(Work to be completed): Render every line of the records below as a JSON list of strings, with one string per line and blank lines omitted.

(Input material):
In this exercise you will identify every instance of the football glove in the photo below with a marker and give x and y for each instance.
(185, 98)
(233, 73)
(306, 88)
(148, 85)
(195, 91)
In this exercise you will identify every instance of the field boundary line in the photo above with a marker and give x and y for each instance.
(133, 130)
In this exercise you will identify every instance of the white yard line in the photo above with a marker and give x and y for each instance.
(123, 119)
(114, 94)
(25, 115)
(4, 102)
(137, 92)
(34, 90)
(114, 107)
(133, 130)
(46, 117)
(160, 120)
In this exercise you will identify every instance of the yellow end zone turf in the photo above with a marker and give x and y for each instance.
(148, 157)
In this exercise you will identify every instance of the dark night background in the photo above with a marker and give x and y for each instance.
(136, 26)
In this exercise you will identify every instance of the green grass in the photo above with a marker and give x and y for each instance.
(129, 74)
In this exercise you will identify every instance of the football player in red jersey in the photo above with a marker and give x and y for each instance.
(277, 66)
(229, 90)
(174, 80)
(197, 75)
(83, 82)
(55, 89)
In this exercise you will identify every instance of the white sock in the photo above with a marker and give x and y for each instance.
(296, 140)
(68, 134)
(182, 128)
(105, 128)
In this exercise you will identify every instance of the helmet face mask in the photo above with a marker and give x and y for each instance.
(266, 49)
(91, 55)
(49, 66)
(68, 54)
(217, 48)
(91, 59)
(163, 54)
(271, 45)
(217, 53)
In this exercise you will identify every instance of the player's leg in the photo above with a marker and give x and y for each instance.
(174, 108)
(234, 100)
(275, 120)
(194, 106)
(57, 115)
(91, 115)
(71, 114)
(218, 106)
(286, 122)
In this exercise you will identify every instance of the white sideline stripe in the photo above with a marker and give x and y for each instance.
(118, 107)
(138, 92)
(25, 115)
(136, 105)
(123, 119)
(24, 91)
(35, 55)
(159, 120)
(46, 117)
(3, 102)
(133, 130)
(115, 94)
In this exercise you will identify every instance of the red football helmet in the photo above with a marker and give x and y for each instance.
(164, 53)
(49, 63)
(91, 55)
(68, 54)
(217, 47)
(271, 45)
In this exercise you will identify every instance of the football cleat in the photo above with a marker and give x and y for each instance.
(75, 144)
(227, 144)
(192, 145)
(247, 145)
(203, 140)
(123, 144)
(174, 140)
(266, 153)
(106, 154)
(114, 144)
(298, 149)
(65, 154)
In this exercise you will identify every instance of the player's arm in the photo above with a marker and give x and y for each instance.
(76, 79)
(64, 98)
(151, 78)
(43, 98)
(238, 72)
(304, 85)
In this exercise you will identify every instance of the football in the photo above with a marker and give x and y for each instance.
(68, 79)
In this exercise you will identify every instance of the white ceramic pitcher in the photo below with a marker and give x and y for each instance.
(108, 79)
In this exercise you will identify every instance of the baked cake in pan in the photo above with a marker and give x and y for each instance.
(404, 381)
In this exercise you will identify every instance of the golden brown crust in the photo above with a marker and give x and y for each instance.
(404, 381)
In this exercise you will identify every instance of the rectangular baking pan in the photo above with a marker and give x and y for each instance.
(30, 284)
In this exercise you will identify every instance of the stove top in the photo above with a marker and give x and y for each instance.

(Final result):
[
  "In this exercise you will identify every instance of the football glove in the photo below with a marker and give x and y for each instance.",
  "(185, 98)",
  "(233, 73)",
  "(306, 88)",
  "(148, 85)",
  "(195, 91)",
  "In this exercise you will identify every instance of the field boundary line in the photo above with a marker and give x and y for each instance.",
  "(133, 130)",
  "In this exercise you will identify every instance of the white yard line in the photo above with a marker and give x and y for each instance.",
  "(123, 119)",
  "(114, 94)",
  "(25, 115)",
  "(4, 102)",
  "(137, 92)",
  "(34, 90)",
  "(114, 107)",
  "(133, 130)",
  "(46, 117)",
  "(160, 120)",
  "In this exercise you will identify every instance of the yellow end zone turf in the photo above with a marker and give x and y for each instance.",
  "(148, 157)",
  "In this exercise you will identify every instance of the dark night background in the photo above with a marker and give x and y for each instance.",
  "(136, 26)",
  "In this exercise you will identify every instance of the green grass in the photo above with a marker and give x and y for each instance.",
  "(129, 74)",
  "In this exercise you will identify every instance of the football player in red jersey in the photo above with a marker and give x and y for each instance.",
  "(277, 66)",
  "(229, 90)",
  "(174, 80)",
  "(197, 75)",
  "(83, 82)",
  "(55, 89)",
  "In this exercise you will identify every instance of the white sock in the photo above with a marker and give x and y for each instance.",
  "(296, 140)",
  "(68, 134)",
  "(182, 128)",
  "(105, 128)",
  "In this exercise you will identify every instance of the helmet face mask in the photo above with a marker and give x and y for each instance.",
  "(266, 49)",
  "(91, 55)",
  "(49, 66)",
  "(68, 54)",
  "(217, 48)",
  "(91, 59)",
  "(163, 54)",
  "(271, 45)",
  "(217, 53)",
  "In this exercise you will identify every instance of the player's leg in the photo above with a marker and give x and y for each instance.",
  "(174, 108)",
  "(234, 100)",
  "(275, 120)",
  "(194, 106)",
  "(57, 115)",
  "(91, 115)",
  "(71, 114)",
  "(218, 106)",
  "(286, 122)",
  "In this exercise you will identify every instance of the white sideline stripe in the photo above with a marker and give x and y for each instance.",
  "(118, 107)",
  "(138, 92)",
  "(25, 115)",
  "(136, 105)",
  "(123, 119)",
  "(24, 91)",
  "(35, 55)",
  "(159, 120)",
  "(46, 117)",
  "(3, 102)",
  "(133, 130)",
  "(115, 94)",
  "In this exercise you will identify every instance of the red football helmet in the photo above with a marker and give x and y for each instance.",
  "(164, 53)",
  "(49, 63)",
  "(91, 55)",
  "(68, 54)",
  "(217, 47)",
  "(271, 45)",
  "In this exercise you will identify every instance of the football cleat in the photo above with a marker and give x and y for each instance.",
  "(75, 144)",
  "(227, 144)",
  "(192, 145)",
  "(247, 145)",
  "(203, 140)",
  "(123, 144)",
  "(174, 140)",
  "(266, 153)",
  "(106, 154)",
  "(114, 144)",
  "(298, 149)",
  "(65, 154)",
  "In this exercise you will identify every instance of the player's arm in the photo above with a marker and give x and y for each instance.",
  "(76, 79)",
  "(64, 98)",
  "(151, 78)",
  "(43, 98)",
  "(238, 72)",
  "(304, 85)",
  "In this exercise you will identify every instance of the football in the photo above with a marker and give x and y for each instance.",
  "(68, 79)",
  "In this exercise you will identify every instance of the white ceramic pitcher in the photo below with a marker and give x and y for each instance.",
  "(108, 79)",
  "In this exercise you will identify every instance of the baked cake in pan in the photo above with a marker and give x and y for each instance.",
  "(404, 381)",
  "In this exercise you will identify every instance of the golden brown crust in the photo above with a marker and give x and y for each instance.",
  "(404, 381)",
  "In this exercise you will identify every instance of the rectangular baking pan in the photo above with a marker and give x and y for each instance.",
  "(30, 284)",
  "In this exercise you will identify every instance of the stove top in the photo above with a marker and give x and y for each instance."
]